DURBAN, South Africa (CNN) – A new year and a new level of sadness in South Africa as the pace of the pandemic accelerates. There’s also a new level of fatigue.
“It is a time we never thought we would experience in our lives,” said Salim Kazi of the Islamic Burial Council. “It is here and it is a reality.”
A second wave of COVID-19 is devastating South Africa.
The Islamic Burial Council used to average two COVID-19 funerals per day. Now, the number is 12, sometimes 14 a day.
“People have to take lessons from this,” Kazi said. “God is testing everybody.”
A country that defied the odds in its fight against COVID-19 most of last year finds itself being tested like never before.
A troubling new variant of the virus that is much more contagious than the original strain was discovered in one of South Africa’s own labs.
The first clues were the panicked calls from doctors whose hospitals were being overrun.
Using samples from newly infected COVID patients across South Africa, genetic sequencing revealed the variant’s exact mutations.
“So, we can actually see what is going on,” said Tulio de Oliveira at the Nelson Mandela School of Medicine. “These cells actually are quite happy and they grow and divide.”
COVID-19 targets those cells.
“The same thing as is if you would actually mug someone,” said Alex Sigal with the African Health Research Institute.

▸ EXPLORE THE MATERIAL
A: In the South Africa pandemic report, rewrite the paragraph beginning "The Islamic Burial Council used to average" as a single shorter sentence.
B: Carry the South Africa pandemic report forward from its final sentence.
The items that follow come from a separate source.

▸ LISTED RECORDS
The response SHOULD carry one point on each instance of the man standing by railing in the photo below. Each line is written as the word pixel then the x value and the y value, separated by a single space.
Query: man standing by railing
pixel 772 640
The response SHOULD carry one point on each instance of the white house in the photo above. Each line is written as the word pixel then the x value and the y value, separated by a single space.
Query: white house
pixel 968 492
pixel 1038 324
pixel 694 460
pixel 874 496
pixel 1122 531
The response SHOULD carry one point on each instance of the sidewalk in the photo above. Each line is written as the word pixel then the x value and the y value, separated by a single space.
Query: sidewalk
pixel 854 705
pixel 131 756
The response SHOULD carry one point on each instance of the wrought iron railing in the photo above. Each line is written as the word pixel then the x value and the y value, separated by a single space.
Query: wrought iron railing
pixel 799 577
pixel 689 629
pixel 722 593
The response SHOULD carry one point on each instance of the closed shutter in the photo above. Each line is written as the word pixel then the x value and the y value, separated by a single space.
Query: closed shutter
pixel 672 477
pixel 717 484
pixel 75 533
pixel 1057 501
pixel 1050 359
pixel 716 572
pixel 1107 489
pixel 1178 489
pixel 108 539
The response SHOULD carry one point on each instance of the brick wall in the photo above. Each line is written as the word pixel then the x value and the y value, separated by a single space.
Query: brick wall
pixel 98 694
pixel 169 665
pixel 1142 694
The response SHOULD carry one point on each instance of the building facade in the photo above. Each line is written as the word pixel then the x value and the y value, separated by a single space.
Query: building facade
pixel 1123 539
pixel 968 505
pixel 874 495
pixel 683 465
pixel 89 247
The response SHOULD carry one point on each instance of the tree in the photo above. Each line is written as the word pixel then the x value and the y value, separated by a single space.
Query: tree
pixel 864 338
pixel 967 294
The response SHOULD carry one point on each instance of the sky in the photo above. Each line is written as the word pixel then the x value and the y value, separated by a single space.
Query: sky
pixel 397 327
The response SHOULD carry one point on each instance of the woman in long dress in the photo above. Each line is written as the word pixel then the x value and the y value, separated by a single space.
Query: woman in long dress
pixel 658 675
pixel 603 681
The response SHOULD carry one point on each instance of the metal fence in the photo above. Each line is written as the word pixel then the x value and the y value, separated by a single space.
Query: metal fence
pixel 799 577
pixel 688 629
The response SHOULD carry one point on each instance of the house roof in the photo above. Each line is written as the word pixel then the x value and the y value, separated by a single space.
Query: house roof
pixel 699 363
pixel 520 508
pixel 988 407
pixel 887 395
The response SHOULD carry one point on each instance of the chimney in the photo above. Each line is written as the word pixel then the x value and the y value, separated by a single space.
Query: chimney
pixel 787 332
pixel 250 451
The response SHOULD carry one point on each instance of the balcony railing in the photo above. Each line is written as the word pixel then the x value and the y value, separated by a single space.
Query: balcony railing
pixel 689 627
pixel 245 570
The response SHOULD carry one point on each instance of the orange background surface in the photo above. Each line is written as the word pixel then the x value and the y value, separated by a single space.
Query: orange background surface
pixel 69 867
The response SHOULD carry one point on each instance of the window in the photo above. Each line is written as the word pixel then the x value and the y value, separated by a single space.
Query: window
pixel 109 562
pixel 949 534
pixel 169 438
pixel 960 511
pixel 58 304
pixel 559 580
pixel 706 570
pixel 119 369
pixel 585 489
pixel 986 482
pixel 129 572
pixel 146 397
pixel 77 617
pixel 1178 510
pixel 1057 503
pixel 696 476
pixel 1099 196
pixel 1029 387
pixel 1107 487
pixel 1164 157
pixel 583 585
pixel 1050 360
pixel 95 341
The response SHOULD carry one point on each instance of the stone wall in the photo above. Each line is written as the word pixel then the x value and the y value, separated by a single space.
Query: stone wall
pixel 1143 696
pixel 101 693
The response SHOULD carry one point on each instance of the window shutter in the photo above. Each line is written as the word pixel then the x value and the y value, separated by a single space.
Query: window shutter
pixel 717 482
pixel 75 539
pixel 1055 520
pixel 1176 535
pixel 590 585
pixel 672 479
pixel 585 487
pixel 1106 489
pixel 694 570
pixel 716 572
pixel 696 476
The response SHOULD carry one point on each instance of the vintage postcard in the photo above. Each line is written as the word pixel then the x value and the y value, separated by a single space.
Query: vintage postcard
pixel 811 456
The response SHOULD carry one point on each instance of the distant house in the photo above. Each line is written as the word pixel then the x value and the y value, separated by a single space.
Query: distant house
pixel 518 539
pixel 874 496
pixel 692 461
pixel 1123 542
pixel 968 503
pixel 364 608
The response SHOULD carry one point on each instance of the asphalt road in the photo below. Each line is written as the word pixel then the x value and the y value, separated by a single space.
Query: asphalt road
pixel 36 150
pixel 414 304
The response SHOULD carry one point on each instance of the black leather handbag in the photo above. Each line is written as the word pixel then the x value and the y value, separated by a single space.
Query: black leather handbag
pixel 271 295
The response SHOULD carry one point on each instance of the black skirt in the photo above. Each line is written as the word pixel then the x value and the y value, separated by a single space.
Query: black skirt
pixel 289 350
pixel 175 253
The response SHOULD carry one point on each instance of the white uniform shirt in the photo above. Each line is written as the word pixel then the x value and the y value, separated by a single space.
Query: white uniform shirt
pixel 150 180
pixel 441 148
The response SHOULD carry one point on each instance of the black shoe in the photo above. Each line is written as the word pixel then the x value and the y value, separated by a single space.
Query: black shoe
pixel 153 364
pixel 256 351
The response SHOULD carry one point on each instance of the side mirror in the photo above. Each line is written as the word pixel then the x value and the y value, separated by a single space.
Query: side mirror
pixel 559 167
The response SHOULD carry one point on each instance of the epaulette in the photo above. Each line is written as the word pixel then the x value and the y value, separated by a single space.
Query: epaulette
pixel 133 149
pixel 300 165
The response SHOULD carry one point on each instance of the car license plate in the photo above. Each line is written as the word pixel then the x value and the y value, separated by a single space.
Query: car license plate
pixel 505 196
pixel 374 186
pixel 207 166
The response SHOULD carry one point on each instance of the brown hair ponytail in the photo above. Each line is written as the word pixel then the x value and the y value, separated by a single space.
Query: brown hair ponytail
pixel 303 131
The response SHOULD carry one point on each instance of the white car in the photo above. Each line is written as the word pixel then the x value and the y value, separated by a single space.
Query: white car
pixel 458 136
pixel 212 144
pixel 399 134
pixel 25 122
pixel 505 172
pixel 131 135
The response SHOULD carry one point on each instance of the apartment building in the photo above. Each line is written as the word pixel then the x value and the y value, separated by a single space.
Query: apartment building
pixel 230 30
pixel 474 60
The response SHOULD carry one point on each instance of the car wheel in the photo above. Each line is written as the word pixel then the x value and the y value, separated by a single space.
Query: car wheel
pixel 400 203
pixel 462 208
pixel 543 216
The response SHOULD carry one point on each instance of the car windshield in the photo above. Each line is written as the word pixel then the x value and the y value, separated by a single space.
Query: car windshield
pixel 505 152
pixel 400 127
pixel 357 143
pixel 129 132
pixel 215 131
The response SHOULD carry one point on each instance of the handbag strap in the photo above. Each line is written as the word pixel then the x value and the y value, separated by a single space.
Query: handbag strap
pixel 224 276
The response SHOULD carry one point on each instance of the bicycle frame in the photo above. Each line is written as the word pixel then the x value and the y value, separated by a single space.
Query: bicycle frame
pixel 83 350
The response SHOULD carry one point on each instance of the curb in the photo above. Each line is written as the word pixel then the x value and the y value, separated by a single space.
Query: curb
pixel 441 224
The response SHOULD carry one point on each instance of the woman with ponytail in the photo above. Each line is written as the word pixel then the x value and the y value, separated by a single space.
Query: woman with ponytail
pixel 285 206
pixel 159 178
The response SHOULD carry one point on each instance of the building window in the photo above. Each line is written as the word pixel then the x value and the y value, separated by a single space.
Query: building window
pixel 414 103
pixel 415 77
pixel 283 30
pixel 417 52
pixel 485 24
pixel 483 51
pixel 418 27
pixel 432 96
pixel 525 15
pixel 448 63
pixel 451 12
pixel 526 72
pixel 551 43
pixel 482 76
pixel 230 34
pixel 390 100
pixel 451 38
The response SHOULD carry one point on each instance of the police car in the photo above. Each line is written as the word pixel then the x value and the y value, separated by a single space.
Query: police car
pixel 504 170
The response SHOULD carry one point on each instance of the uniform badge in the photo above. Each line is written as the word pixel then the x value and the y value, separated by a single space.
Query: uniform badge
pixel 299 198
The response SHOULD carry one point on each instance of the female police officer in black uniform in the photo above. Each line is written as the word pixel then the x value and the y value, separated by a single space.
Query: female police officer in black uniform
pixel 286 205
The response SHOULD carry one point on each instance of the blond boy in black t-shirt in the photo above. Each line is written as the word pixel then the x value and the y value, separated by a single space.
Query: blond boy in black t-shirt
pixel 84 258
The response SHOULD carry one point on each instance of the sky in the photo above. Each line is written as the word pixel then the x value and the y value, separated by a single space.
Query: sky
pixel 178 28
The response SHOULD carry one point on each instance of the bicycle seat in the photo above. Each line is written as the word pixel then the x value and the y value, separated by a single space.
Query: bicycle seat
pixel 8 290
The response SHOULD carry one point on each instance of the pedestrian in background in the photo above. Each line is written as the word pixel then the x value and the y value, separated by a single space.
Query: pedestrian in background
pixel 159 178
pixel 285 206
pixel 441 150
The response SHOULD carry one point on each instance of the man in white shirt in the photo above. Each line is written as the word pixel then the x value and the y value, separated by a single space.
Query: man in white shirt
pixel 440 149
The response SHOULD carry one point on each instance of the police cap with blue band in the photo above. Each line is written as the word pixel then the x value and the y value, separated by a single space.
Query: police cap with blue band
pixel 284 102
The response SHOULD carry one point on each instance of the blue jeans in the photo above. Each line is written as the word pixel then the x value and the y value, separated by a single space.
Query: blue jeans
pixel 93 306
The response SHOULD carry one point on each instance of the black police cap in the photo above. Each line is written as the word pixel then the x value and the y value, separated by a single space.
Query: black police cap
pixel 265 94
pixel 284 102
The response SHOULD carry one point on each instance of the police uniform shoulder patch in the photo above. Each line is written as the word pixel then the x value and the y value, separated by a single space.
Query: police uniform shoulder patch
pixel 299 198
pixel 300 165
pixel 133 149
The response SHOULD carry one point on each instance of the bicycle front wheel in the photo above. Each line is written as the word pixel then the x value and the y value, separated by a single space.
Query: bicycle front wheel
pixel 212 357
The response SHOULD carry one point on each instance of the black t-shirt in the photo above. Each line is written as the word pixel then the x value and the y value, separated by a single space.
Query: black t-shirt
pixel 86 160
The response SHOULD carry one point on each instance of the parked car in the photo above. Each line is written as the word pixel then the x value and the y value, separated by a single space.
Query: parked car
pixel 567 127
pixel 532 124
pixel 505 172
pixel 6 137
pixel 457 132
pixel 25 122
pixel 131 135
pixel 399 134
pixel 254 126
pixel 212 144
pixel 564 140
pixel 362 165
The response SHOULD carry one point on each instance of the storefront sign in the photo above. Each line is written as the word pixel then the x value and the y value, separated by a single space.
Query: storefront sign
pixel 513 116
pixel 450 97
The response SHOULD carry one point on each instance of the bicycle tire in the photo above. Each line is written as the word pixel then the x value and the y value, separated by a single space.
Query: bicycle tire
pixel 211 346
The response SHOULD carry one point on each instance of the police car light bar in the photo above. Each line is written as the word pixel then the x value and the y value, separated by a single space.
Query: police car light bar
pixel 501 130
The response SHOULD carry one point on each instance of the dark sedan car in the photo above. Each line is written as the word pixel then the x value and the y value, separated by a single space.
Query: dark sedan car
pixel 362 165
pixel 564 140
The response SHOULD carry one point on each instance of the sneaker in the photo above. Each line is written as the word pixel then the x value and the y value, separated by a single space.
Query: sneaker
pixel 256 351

▸ EXERCISE RESULTS
A: The Islamic Burial Council's daily COVID-19 funerals have risen from an average of two to 12, sometimes 14.

B:
The South African variant has three mutations at key sites the virus uses to bind to human receptors, meaning it targets those cells more efficiently.
Thanks to de Oliveira sounding the alarm, British scientists discovered a separate variant sharing one of the same key mutations in their country.
“What is not normal is when one variant dominates across a very large geographic region and that is associated with a fast increase of cases,” said de Oliveira. “That is exactly what we are seeing across South Africa and the UK.”
A Level-3 biosafety lab is growing live versions of the troubling new COVID-19 variant discovered in South Africa.
The work is critical to understanding where this pandemic goes next.
The team’s results will help answer whether COVID-19 vaccines will hold up against the variant and its three mutations.
Preliminary results suggest that antibodies from the first wave of infections are less effective against the new variant.
“As somebody with a family and parents, I was very concerned. But for us, this is our job,” said Sigal. “We are here only for one thing and that is to do the research.”
It’s research being done at a record pace, because the consequences of not knowing are all too clear and the costs of the pandemic already too high.